## AIM OF THE EXERCISE
Reproduce exactly the lines beginning with the line that contains "If you could place a marker on the black" and ending at the final line of the material below.

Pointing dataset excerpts
========

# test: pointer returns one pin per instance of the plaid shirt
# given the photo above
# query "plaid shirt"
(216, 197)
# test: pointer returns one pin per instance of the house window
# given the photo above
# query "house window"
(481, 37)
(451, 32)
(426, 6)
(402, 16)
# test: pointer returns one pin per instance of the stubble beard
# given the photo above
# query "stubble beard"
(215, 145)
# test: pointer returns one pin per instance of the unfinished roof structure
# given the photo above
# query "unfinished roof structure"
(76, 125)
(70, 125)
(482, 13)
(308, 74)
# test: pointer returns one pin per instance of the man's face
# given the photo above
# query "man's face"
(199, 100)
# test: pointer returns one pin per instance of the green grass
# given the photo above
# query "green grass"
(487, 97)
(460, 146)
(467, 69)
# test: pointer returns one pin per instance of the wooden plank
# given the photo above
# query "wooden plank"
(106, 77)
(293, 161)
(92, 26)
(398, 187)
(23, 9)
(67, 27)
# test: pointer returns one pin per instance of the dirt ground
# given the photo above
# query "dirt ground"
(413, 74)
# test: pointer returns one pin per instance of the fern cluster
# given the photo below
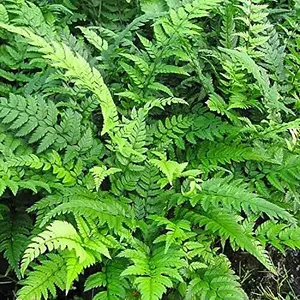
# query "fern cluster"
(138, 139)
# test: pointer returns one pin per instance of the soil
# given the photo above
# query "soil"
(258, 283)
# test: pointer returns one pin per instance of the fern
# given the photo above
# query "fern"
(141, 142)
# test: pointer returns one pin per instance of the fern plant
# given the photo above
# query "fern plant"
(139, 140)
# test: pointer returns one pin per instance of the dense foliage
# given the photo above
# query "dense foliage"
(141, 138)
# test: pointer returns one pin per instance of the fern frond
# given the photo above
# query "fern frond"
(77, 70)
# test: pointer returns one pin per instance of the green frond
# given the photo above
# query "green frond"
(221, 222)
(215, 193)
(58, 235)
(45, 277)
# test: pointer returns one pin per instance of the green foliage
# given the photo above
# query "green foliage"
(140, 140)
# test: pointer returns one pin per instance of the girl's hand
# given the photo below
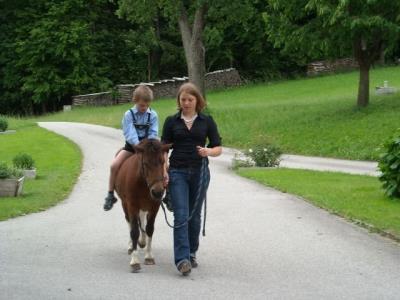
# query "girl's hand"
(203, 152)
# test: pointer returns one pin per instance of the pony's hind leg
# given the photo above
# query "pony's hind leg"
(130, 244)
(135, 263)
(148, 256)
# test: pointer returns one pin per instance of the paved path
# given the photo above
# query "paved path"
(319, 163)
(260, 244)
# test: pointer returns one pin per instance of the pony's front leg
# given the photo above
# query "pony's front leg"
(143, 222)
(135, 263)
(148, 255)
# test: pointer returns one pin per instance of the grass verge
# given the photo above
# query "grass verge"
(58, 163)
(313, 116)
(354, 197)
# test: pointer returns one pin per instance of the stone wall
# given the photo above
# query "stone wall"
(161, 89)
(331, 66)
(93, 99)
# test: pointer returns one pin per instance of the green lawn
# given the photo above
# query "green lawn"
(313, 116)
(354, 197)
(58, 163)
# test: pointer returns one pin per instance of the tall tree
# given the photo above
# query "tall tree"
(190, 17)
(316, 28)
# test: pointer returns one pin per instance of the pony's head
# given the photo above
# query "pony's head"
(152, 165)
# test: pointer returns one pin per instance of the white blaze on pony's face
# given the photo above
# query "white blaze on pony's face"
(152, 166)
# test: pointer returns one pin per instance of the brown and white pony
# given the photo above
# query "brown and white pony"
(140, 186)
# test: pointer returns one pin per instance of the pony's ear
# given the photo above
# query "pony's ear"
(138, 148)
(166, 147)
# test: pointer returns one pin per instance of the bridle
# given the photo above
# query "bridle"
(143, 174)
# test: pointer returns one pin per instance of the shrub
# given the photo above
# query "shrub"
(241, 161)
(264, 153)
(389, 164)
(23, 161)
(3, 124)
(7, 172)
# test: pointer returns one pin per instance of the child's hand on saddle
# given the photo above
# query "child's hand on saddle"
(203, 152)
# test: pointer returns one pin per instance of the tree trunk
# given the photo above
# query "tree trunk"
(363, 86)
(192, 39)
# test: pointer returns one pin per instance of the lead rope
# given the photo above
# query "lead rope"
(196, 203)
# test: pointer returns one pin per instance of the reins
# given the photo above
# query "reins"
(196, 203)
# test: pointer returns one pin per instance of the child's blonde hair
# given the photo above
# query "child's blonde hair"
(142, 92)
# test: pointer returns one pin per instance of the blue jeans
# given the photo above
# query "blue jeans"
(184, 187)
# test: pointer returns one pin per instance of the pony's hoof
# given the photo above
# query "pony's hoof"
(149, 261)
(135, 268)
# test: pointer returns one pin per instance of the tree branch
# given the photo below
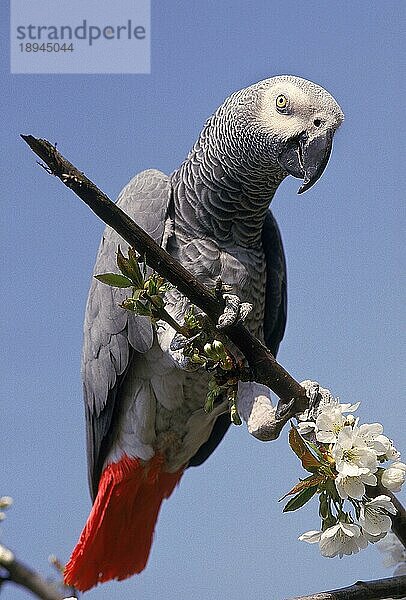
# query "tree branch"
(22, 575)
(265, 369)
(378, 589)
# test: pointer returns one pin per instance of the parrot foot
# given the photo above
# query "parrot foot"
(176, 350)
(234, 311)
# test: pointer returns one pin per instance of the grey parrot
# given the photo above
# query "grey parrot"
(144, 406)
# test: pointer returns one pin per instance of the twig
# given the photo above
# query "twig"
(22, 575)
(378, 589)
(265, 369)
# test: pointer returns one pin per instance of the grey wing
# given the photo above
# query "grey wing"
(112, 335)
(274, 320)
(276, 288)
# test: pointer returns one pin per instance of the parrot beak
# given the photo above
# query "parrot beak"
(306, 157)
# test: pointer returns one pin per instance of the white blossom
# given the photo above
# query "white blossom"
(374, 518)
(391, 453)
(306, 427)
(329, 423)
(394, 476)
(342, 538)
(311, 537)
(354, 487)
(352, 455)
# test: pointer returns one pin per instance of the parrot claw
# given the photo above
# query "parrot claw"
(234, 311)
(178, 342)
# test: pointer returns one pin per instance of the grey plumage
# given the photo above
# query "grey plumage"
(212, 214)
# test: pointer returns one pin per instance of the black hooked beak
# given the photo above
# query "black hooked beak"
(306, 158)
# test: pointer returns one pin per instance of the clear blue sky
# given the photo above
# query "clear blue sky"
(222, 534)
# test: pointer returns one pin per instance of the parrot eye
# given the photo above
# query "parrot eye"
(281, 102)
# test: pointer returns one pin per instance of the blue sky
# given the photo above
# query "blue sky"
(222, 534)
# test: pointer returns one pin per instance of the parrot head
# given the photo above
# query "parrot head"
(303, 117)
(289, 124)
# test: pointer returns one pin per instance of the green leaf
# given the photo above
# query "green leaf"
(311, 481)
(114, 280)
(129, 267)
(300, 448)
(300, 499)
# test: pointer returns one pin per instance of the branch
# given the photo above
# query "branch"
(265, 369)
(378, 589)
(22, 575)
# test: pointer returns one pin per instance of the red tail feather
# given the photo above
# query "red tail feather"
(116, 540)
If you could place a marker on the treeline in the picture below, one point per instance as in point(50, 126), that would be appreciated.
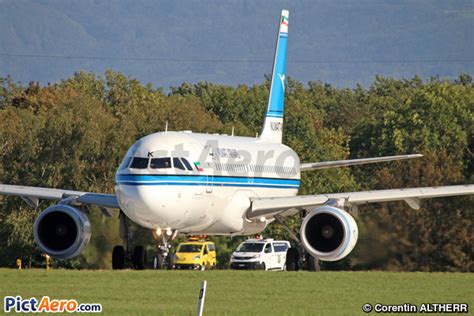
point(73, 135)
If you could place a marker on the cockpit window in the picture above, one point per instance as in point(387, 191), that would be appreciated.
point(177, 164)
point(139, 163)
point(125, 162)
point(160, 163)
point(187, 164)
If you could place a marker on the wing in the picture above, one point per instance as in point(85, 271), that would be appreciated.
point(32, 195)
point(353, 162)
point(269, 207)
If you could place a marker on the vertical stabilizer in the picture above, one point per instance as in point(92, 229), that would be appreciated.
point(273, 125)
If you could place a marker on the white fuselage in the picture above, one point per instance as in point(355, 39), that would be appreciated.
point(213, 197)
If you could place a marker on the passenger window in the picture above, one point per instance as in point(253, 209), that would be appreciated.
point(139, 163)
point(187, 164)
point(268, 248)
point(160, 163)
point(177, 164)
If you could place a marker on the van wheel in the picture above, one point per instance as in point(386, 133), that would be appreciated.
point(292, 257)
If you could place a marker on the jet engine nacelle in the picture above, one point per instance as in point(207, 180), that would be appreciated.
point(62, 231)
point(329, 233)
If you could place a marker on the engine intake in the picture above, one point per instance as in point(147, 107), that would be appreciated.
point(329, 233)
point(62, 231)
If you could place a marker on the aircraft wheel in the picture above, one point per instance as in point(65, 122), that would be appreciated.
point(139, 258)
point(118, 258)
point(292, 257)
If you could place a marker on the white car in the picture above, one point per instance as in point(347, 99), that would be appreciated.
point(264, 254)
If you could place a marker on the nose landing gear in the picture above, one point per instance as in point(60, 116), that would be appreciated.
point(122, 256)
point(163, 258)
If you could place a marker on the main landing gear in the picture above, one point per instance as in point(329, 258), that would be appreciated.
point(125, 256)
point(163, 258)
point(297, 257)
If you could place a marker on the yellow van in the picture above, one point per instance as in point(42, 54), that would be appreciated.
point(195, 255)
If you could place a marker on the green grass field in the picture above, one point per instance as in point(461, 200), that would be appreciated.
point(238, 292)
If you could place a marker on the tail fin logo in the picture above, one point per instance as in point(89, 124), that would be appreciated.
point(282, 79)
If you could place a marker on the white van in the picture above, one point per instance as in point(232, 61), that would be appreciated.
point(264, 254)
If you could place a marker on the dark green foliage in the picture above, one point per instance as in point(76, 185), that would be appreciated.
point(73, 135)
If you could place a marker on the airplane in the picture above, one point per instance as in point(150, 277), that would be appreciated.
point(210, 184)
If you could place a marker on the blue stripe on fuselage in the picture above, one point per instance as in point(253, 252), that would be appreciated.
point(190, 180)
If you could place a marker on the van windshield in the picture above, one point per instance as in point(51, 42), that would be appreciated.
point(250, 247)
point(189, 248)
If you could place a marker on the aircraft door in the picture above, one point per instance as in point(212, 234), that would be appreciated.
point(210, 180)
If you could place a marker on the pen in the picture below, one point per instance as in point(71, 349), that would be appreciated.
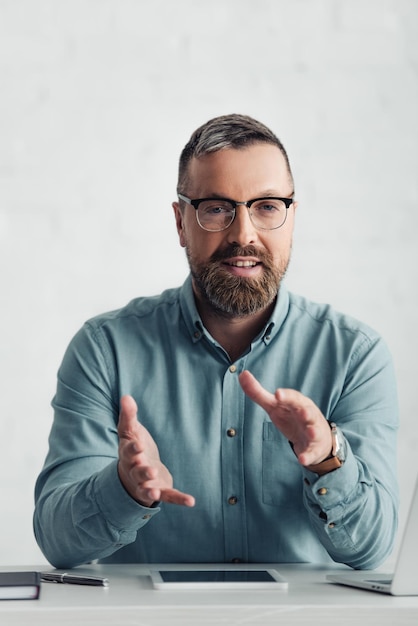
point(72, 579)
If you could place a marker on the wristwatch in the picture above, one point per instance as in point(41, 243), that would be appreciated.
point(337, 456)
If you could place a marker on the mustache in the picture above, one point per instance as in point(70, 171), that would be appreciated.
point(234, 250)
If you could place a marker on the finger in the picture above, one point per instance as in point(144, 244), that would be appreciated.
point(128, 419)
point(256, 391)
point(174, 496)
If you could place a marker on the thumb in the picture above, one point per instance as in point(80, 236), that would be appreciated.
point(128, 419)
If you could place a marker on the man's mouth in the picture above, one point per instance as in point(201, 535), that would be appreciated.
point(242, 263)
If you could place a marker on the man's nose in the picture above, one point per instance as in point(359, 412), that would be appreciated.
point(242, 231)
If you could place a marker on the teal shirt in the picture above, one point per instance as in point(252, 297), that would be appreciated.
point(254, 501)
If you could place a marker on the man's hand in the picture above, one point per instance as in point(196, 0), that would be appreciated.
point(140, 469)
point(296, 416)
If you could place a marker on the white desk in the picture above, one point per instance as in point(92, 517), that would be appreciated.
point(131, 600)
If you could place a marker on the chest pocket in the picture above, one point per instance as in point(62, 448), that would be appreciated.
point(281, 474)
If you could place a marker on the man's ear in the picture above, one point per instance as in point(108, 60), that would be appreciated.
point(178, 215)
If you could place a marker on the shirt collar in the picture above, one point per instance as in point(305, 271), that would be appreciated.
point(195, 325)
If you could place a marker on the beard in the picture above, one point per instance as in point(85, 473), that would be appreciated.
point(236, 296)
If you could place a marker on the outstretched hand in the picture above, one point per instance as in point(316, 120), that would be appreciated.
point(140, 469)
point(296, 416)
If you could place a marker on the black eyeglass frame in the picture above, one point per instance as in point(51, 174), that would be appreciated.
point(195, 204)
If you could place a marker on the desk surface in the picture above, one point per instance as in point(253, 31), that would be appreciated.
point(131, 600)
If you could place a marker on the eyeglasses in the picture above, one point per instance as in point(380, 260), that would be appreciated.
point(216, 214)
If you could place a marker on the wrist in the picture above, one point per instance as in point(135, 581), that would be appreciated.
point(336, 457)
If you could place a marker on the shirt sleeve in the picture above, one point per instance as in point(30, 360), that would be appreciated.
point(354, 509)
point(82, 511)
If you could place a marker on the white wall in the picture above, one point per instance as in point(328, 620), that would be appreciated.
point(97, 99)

========

## THE OUTPUT
If you could place a marker on the black eyeglass frame in the picture above, one point per instance as in point(51, 174), that would be appreciated.
point(195, 204)
If you could place a marker on the desk surface in the picture above, one point per instance as in point(253, 31), that would be appreciated.
point(131, 600)
If you could place a marker on the eyeglasses in the picture above, one point per instance as in point(380, 260), that would be appreciated.
point(216, 214)
If you could place a marker on the wrist in the picture above, one point per instance as in point(135, 581), that would be appreciated.
point(336, 457)
If you could place a marker on the shirt sleeve in the picture above, one point per instance as in point(30, 360), that would be appreciated.
point(354, 509)
point(82, 511)
If you could place a marker on the white wall in the picture above, one point per instance as in point(328, 620), that would be appreciated.
point(97, 99)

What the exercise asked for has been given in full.